Render the items below as a numbered list, leaving out any blank lines.

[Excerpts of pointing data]
§
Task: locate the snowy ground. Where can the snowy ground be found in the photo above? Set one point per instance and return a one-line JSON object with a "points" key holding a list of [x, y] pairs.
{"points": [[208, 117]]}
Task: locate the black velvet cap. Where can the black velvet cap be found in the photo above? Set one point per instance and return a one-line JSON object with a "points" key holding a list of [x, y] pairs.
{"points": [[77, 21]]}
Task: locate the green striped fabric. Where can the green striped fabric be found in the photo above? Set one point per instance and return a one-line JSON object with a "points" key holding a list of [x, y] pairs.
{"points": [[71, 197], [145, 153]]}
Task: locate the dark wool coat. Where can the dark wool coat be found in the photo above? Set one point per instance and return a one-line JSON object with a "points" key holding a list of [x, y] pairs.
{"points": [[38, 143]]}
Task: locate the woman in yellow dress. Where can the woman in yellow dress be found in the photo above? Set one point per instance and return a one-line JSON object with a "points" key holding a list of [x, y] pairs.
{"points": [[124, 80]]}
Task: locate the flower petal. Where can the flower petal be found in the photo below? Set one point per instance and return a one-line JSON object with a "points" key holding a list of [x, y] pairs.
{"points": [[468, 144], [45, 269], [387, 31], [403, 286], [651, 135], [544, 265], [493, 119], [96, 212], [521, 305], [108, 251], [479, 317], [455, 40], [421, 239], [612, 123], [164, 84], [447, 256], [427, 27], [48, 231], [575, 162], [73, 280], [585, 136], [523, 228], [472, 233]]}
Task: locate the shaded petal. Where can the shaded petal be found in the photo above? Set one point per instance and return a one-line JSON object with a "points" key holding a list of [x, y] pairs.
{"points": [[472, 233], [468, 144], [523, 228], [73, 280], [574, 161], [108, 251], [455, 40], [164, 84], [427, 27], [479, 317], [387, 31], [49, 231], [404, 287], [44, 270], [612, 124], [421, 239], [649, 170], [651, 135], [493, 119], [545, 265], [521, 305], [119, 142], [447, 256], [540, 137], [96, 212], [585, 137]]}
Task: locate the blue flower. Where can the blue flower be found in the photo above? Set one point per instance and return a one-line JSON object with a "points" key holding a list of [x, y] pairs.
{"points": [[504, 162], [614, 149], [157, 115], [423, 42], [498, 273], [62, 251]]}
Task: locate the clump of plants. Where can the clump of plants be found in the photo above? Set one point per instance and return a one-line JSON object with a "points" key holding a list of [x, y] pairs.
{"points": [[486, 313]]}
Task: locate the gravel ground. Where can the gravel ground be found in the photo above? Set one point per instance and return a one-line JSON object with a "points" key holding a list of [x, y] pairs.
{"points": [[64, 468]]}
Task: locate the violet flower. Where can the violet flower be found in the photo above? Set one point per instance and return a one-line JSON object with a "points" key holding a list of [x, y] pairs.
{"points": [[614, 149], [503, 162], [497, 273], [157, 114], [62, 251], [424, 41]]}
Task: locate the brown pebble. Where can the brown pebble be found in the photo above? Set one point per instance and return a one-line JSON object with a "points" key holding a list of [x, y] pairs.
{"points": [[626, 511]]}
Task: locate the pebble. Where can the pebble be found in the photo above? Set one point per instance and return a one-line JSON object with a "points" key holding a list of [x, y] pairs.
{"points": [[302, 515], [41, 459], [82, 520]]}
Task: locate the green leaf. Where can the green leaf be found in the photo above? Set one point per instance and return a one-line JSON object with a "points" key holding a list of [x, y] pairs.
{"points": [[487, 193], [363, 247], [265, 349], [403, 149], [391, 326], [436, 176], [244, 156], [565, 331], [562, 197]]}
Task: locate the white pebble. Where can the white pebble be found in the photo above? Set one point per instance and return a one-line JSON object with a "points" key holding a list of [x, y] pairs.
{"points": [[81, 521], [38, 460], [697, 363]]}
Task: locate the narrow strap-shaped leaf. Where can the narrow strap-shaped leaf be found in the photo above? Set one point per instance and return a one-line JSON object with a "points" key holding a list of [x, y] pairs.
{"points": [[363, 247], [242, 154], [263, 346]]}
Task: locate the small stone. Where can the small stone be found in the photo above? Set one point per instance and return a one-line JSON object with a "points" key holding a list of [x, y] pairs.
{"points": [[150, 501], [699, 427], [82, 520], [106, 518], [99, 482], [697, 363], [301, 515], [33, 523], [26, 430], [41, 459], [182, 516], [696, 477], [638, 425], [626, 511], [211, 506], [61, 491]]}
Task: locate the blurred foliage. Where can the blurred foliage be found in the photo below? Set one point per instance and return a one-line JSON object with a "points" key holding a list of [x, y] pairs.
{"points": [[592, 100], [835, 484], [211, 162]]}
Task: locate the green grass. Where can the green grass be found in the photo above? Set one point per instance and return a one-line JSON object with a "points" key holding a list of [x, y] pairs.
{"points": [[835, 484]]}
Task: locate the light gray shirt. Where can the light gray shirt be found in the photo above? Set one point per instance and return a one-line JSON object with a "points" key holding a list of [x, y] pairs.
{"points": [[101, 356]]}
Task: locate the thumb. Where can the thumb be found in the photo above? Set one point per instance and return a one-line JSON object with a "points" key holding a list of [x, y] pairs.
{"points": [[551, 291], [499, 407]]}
§
▶ **TASK ANSWER**
1. Task: locate the snowy ground. Where can the snowy ground be found in the photo above? Set one point per instance and return a one-line JSON object with a "points" key holding a list of [x, y] pairs.
2. {"points": [[208, 117]]}
3. Task: locate the black velvet cap. Where can the black velvet cap be found in the photo above? Set one point per instance and return a one-line JSON object with a "points" key holding a list of [x, y] pairs.
4. {"points": [[77, 21]]}
5. Task: locate the green striped fabric. Where can the green striped fabric be found in the photo above? Set one point per instance and return a one-line JSON object with a "points" key holding a list of [x, y] pairs.
6. {"points": [[71, 197], [145, 153]]}
7. Task: locate the dark wool coat. Where can the dark wool coat be found in the photo above? Set one point per instance and return a one-line JSON object with a "points" key holding a list of [x, y] pairs.
8. {"points": [[38, 143]]}
9. Task: locate the woman in yellow dress. Where can the woman in yellow dress be found in the photo above? Set one point per instance and return a one-line JSON object with a "points" key holding a list of [x, y] pairs.
10. {"points": [[124, 80]]}
11. Task: locate the flower petal. Where can the flower petal be found in the photo below? Set one point per instance and return a one-line JSON object with a "points" key holding a list of [x, y] pairs.
12. {"points": [[468, 144], [45, 269], [387, 31], [403, 286], [651, 135], [544, 265], [493, 119], [96, 212], [521, 305], [108, 251], [479, 317], [455, 40], [421, 239], [612, 123], [164, 84], [447, 256], [427, 27], [48, 231], [575, 162], [73, 280], [585, 136], [523, 228], [472, 233]]}
13. Task: locate the shaded petal. Where can the shaded petal be found in the photo above? Set one point per instance and return a one-line JSON object with a "points" key holding a list of [x, y] pairs.
14. {"points": [[472, 233], [468, 144], [523, 228], [73, 280], [574, 161], [108, 251], [455, 40], [164, 84], [427, 27], [479, 317], [387, 31], [49, 231], [404, 287], [44, 270], [612, 124], [421, 239], [649, 170], [651, 135], [493, 119], [545, 265], [521, 305], [119, 142], [447, 256], [540, 137], [96, 212], [585, 137]]}
15. Task: locate the blue flower. Where can the blue flower be found in the photo above? Set one point per instance and return a one-line JSON object with a "points" key holding a list of [x, y] pairs.
16. {"points": [[504, 162], [614, 149], [157, 115], [423, 42], [498, 273], [62, 251]]}
17. Task: locate the clump of plants. Where can the clump of plants be found in the photo above? Set one point per instance and return a one-line JSON object with a "points" key holding a list of [x, y] pairs.
18. {"points": [[486, 313]]}
19. Task: locate the gravel ground. Where can the gravel ground be found in the photo above? Set one point per instance and return a one-line JSON object with a "points" key holding a list of [x, y] pairs.
20. {"points": [[64, 468]]}
21. Task: locate the violet flower. Where can the violet flower be found in the photo above? Set one point per instance and return a one-line JSON object with a "points" key holding a list of [x, y] pairs.
22. {"points": [[614, 149], [503, 162], [497, 273], [157, 114], [62, 251], [424, 41]]}
23. Task: locate the brown pebble. Where can the brown pebble be found in the photo above? Set one point per instance and return a one-line JSON object with a "points" key holding a list of [x, y] pairs.
24. {"points": [[626, 511]]}
25. Task: locate the pebble. Where can the pebble be found in the photo above? Set one point per instance and return a one-line JSON object with a "points" key holding a list of [x, y] pairs.
26. {"points": [[302, 515], [41, 459], [82, 520]]}
27. Task: locate the green leaf. Where can the green leaf be found in the photo above? Set one point per instance and return a one-line JSON object with a "points" key holding a list of [x, y] pairs.
28. {"points": [[487, 193], [363, 247], [265, 349], [403, 149], [391, 326], [436, 176], [244, 156], [565, 331], [562, 197]]}
29. Task: locate the white pebble. Where can the white pebble be found in the photo above? Set one point per instance and return a one-line JSON object with a "points" key holding a list of [x, y] pairs.
30. {"points": [[81, 521], [38, 460], [697, 363]]}
31. Task: locate the narrow strap-shaped leaf. Where can the narrow strap-shaped leaf be found in the photo above? Set one point per instance and return a one-line JSON object with a "points" key holding a list of [x, y] pairs.
32. {"points": [[363, 247], [242, 154], [263, 346]]}
33. Task: locate the small stone. Where can the small stone be found in the photo above? Set one point per instance and return a one-line JSON object with a "points" key holding a list of [x, y] pairs.
34. {"points": [[150, 501], [699, 427], [82, 520], [106, 518], [99, 482], [697, 363], [301, 515], [33, 523], [26, 430], [41, 459], [182, 516], [696, 477], [638, 425], [626, 511], [211, 506], [61, 491]]}
35. Task: locate the blurred foliage. Where can the blurred foliage be found in the photo below? Set one point per instance and return a one-line JSON object with a "points" key holding a list of [x, y] pairs.
36. {"points": [[592, 100], [835, 484], [211, 162]]}
37. Task: locate the green grass. Where can the green grass be found in the photo above? Set one point per instance and return a one-line JSON object with a "points" key holding a list of [x, y] pairs.
38. {"points": [[835, 484]]}
39. Task: locate the light gray shirt. Where can the light gray shirt be found in the photo above? Set one point per instance and return a one-line JSON object with a "points" key holding a list of [x, y] pairs.
40. {"points": [[101, 356]]}
41. Task: locate the thumb. Where can the thumb be found in the photo above? Set one point per instance and return a one-line JSON object with a "points" key holding a list of [x, y] pairs.
42. {"points": [[551, 291], [499, 407]]}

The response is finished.